— START OF DOCUMENT EXTRACT —

Recent advances in our understanding of modern Antarctic ice-sheet dynamics indicate that a significant component of motion arises from enhanced flow—that is, movement as a consequence of basal sliding as well as internal deformation, even far into the interior (12). For paleoglaciological studies, the importance of these findings lies in the behaviors that arise from these different processes. An ice sheet flowing through viscous deformation alone cannot respond to environmental perturbations as rapidly, or as widely, as one whose motion comes from basal sliding and is controlled (at least in part) by longitudinal coupling (13, 14). In the context of Antarctic ice-sheet deglaciation, ocean forcings will therefore only bring about rapid and significant changes if the responding ice sheet is able to quickly propagate the changes taking place at the oceanic boundary further inland (15). In ice shelves and ice streams, where membrane stresses are dominant (16), flow perturbations are transmitted quickly along conduits of enhanced flow, and changes at marine margins are conveyed inland very effectively (14, 17). Where basal sliding is absent, this connectivity is orders-of-magnitude slower. Furthermore, the impact of external forcings on overall ice-sheet mass balance will also depend on the magnitude of horizontal ice flux (i.e., discharge). Because both velocity and discharge vary spatially, response of an ice sheet to far-field perturbations will be highly variable, even between neighboring catchments, and the lag between oceanic perturbations and their manifestation in geological archives far inland will depend on the proximity of sites to zones of enhanced flow (9).
Here we use a sophisticated ice-sheet model to simulate the geometry and dynamics of the LGM Antarctic ice sheet to (i) identify ice-sheet sectors dominated by enhanced ice flow, (ii) predict the response of this ice sheet to sea-level rise and ocean warming, and (iii) assess how these predictions compare to geological evidence of Antarctic deglaciation.
Results and Discussion
Geological data provide essential constraints to our ice-sheet modeling experiments. Pan-Antarctic cosmogenic surface exposure ages from bedrock samples and glacial erratics indicate that ice thicknesses close to the present coast were several hundred meters greater during the LGM than at present, and tapered inland (SI Appendix, Table S1), in agreement with inferences from ice cores (18). This terrestrial record constrains the vertical dimensions of the former ice sheet, whereas marine geologic interpretations from swath bathymetric and seismic surveys allow the lateral extent of the ice sheet to be reconstructed (19, 20).

— END OF DOCUMENT EXTRACT —

▶ _GIVEN INSTRUCTION A_
In the Antarctic ice-sheet passage, why will an ice sheet's response to far-field perturbations be highly variable, even between neighboring catchments? Answer in one to three sentences.

— START OF SUPPLIED MATERIAL —

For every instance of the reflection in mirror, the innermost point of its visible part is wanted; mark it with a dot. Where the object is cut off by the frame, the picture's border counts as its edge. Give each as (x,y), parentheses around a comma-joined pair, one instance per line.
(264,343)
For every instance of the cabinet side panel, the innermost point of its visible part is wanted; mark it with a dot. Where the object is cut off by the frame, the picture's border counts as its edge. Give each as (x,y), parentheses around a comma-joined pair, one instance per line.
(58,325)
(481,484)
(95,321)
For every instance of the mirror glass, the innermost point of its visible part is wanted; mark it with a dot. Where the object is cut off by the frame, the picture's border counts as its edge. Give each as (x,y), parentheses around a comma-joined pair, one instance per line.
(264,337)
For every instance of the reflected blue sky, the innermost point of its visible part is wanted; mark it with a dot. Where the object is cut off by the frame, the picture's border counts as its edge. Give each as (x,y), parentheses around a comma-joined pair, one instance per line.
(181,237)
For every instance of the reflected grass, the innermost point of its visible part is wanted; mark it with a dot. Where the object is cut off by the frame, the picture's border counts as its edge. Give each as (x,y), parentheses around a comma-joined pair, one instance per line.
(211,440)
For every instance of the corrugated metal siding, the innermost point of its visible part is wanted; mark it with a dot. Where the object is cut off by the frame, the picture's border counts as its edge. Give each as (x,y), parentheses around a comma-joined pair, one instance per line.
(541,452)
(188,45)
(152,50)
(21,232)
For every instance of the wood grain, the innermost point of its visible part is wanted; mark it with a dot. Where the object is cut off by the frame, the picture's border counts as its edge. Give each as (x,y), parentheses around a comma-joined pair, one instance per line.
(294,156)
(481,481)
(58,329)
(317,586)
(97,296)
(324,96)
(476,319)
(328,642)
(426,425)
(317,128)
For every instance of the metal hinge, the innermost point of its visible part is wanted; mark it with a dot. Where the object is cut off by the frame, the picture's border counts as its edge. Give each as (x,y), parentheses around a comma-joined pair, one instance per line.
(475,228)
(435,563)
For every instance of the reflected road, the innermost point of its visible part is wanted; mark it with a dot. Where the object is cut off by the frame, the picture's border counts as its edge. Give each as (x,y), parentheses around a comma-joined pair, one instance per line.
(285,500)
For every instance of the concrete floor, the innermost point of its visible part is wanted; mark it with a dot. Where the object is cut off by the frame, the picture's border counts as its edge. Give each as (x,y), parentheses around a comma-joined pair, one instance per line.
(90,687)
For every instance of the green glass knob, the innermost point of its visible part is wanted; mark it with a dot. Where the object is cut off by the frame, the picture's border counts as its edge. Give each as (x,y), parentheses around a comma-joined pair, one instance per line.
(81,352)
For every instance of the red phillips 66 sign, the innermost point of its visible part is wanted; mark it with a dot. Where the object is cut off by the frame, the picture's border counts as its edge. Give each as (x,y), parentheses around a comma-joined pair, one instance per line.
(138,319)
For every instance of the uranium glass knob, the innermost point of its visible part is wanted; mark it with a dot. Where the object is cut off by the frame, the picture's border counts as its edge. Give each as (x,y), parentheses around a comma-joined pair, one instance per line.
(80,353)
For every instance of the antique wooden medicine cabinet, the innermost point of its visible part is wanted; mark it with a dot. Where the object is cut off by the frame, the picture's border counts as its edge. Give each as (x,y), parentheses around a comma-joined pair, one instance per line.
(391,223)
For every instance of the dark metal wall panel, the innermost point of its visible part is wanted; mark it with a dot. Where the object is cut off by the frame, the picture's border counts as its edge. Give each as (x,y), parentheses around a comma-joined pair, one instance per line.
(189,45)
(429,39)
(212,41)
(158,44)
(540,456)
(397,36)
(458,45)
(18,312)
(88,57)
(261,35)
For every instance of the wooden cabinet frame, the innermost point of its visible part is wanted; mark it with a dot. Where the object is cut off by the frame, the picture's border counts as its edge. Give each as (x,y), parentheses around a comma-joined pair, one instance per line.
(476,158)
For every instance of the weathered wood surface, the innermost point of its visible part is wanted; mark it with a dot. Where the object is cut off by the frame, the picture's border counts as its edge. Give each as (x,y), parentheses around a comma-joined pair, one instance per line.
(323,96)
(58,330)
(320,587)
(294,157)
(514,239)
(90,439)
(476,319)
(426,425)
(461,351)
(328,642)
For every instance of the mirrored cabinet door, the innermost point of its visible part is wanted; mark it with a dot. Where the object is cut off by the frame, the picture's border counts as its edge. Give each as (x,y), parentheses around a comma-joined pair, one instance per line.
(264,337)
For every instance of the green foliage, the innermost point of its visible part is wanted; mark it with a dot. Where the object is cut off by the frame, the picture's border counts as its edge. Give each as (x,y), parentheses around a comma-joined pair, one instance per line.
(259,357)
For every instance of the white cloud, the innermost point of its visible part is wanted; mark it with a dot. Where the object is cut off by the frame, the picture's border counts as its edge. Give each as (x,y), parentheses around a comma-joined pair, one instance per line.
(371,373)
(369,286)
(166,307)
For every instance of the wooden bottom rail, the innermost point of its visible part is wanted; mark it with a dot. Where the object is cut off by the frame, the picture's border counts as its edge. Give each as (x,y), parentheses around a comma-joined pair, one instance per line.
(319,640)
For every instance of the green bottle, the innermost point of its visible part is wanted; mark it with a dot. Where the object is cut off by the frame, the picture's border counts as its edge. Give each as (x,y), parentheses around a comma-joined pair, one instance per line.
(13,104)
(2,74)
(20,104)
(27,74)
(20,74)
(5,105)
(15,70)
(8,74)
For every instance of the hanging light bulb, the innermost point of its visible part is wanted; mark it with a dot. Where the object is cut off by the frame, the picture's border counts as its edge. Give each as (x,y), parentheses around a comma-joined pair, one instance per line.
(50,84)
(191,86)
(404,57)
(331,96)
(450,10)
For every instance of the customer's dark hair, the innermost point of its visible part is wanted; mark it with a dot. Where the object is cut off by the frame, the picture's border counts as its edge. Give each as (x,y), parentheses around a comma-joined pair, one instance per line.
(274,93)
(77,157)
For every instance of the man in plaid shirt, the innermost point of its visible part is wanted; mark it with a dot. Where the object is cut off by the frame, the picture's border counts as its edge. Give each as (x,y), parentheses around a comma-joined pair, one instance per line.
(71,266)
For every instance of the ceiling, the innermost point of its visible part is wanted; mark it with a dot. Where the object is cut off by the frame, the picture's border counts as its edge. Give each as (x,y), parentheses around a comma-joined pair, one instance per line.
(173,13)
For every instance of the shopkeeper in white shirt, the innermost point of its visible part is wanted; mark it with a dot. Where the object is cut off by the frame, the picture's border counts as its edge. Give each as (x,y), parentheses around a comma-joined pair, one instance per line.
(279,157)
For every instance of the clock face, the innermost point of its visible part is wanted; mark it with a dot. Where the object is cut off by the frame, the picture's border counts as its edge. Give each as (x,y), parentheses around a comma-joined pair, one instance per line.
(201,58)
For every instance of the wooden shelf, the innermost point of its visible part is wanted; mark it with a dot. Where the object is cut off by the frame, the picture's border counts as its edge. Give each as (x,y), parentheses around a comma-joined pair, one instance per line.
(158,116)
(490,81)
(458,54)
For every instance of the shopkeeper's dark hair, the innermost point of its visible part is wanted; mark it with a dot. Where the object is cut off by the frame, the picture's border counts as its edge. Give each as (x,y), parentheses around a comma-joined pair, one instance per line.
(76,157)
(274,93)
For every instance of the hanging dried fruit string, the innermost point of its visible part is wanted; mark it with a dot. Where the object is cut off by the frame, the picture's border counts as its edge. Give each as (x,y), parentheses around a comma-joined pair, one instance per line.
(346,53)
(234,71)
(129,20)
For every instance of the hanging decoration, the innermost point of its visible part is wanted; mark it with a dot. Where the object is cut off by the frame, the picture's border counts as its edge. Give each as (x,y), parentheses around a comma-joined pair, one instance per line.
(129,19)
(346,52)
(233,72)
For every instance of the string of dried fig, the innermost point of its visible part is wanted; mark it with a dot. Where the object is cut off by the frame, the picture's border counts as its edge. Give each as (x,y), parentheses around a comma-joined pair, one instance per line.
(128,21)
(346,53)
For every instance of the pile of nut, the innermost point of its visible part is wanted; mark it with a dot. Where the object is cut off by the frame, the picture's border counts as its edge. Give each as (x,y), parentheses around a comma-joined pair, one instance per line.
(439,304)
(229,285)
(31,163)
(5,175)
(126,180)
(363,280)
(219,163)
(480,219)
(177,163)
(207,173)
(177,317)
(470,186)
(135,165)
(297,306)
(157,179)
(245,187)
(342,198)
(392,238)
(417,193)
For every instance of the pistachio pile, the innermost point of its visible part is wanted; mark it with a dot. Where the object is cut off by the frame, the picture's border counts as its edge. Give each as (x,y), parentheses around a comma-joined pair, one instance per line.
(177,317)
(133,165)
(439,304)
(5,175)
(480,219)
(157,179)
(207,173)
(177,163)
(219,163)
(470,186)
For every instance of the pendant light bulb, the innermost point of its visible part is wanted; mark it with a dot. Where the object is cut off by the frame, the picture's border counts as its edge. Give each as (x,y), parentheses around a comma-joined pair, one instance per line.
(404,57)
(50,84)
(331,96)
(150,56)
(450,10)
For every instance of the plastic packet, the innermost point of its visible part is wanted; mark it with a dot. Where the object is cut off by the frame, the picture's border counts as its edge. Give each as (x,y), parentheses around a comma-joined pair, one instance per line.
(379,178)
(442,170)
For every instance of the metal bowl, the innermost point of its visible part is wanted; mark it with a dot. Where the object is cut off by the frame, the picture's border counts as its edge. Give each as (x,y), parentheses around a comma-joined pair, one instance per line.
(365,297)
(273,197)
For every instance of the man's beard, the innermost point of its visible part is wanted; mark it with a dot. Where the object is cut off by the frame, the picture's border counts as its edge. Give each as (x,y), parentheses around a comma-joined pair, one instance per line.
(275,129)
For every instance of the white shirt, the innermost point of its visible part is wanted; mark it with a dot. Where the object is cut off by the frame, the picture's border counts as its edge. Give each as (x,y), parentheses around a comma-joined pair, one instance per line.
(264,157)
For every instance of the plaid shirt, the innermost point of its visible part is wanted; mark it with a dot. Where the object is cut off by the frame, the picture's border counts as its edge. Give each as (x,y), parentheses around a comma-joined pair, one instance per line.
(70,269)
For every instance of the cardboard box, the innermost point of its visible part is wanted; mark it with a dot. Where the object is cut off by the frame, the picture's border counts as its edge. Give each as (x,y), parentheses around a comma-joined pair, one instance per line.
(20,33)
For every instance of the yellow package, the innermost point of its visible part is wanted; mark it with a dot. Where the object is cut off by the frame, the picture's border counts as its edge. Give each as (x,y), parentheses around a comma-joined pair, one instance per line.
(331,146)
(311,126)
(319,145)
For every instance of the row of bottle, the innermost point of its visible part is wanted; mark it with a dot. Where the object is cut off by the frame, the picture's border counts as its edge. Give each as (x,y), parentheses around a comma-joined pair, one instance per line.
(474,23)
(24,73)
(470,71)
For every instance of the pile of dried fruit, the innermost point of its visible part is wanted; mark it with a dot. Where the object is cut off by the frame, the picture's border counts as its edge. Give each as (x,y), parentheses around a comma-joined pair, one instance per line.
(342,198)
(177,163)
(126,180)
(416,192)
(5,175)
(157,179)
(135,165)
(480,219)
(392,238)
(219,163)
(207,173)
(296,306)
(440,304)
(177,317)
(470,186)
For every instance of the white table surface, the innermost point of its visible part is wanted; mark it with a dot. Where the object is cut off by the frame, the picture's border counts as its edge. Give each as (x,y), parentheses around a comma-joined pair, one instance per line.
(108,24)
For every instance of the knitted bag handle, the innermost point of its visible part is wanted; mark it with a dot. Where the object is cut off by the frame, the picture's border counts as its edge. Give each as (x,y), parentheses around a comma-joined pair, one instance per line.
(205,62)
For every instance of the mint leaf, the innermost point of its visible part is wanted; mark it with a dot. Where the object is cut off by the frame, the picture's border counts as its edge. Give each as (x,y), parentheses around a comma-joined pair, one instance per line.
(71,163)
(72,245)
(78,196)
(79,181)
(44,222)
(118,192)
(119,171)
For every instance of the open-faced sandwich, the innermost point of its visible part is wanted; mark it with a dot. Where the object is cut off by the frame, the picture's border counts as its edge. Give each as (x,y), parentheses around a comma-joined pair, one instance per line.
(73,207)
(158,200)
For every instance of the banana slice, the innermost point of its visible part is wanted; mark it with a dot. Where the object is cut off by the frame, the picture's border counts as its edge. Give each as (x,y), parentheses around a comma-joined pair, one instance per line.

— END OF SUPPLIED MATERIAL —

▶ _GIVEN INSTRUCTION B_
Return every line of the entries that contains the string "wall". Case counts.

▶ _FULL RESPONSE A_
The response is highly variable because both ice velocity and discharge, the horizontal ice flux, vary spatially. The effect of external forcings on overall ice-sheet mass balance depends on the magnitude of that discharge.

▶ _FULL RESPONSE B_
For every instance of the dark metal wall panel, the innermost point of its visible part is wanted; mark it with a dot. Where the object is cut off by the frame, the picture's border counts as its edge. Give each as (x,y), parentheses around a comma-joined pair, one instance per line.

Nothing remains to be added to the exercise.